Stored data entries:
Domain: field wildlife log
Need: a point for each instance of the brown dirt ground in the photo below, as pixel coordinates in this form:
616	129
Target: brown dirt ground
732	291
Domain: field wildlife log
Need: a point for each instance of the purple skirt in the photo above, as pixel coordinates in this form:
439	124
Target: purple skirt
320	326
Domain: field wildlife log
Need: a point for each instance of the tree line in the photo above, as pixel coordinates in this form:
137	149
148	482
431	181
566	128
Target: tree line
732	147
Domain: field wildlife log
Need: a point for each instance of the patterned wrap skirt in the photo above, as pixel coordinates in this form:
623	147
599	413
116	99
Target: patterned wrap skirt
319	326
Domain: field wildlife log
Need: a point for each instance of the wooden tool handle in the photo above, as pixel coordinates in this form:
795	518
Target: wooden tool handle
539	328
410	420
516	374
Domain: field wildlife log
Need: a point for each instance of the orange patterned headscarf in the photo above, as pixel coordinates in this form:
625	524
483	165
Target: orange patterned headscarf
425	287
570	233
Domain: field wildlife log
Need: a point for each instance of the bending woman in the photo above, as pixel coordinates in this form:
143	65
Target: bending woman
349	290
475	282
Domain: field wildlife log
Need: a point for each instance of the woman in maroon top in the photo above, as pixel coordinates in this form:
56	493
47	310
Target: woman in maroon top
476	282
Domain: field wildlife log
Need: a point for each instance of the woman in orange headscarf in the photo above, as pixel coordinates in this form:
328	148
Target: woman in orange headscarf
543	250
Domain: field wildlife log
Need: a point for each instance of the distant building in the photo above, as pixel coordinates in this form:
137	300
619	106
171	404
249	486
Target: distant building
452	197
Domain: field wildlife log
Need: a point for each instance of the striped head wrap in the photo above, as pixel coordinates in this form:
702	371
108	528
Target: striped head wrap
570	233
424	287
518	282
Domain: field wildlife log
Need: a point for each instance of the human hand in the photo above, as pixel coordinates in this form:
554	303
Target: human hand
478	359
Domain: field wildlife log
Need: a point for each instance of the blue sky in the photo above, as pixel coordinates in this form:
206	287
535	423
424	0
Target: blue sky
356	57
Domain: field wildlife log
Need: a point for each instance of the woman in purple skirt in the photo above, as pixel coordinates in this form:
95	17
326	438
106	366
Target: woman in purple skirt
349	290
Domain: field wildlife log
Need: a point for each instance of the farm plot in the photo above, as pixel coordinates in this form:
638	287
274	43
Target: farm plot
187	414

What to do: Copy out each entry exactly, leaving nothing out.

Output for this exercise:
Domain: field wildlife log
Need: a point for each instance of the brown dirt ground in the photo below, as pixel coordinates in this form:
616	129
Target: brown dirt ground
732	291
Domain: field wildlife log
Need: a point for each instance of the purple skirt in the photo above, as pixel coordinates in this form:
439	124
Target: purple skirt
320	326
Domain: field wildlife log
Need: a point for each instance of the tree line in the photo above, as pixel coordinates in this form:
137	149
148	482
431	181
566	128
Target: tree line
732	147
Domain: field wildlife log
Need: a point for each instance of the patterned wrap skirt in the photo above, as pixel coordinates in this form:
623	147
599	413
116	99
Target: patterned wrap skirt
319	326
Domain: field wildlife log
Need: a point for each instance of the wooden tool handle in the photo above, as pixel coordinates in this form:
795	518
Target: wooden tool handle
539	328
410	420
516	374
Domain: field wildlife log
Need: a point for each instance of the orange patterned headscarf in the photo above, as pixel coordinates in this form:
625	524
483	165
Target: orange patterned headscarf
425	287
570	233
Domain: field wildlife log
Need: a point for each instance of the bending woman in the photo above, as pixel coordinates in this form:
143	65
Target: bending woman
349	290
475	282
Domain: field wildlife log
Need: a point for each instance of the woman in maroon top in the photo above, as pixel coordinates in this form:
56	493
47	310
Target: woman in maroon top
476	282
Domain: field wildlife log
Need: a point for each instance of the woman in orange headscarf in the photo above, as pixel coordinates in this form:
328	148
Target: woman in orange headscarf
543	250
Domain: field wildlife log
Need: a point for each instance of the distant building in the photo above, as pixel coordinates in this form:
137	300
619	106
171	404
249	486
Target: distant building
452	197
Domain: field wildlife log
Need: a point for each instance of the striped head wrap in the photo above, as pixel coordinates in this form:
702	371
108	528
Target: striped head wrap
570	233
424	287
518	282
Domain: field wildlife log
Need: a point for each instance of the human hand in the photo above, as pixel coordinates in this form:
554	303
Target: human hand
478	359
Domain: field wildlife log
Need: a point for each instance of the blue sky in the photo above, as pixel coordinates in this form:
206	287
535	423
424	0
Target: blue sky
356	57
Domain: field wildlife log
Need: a point for each instance of the woman in purple skirt in the photo above, as pixel coordinates in this form:
95	17
326	438
106	366
Target: woman in purple skirt
349	290
Domain: field wildlife log
Need: a point for each instance of the farm plot in the photo above, as pixel coordinates in this form:
638	287
274	43
Target: farm plot
187	414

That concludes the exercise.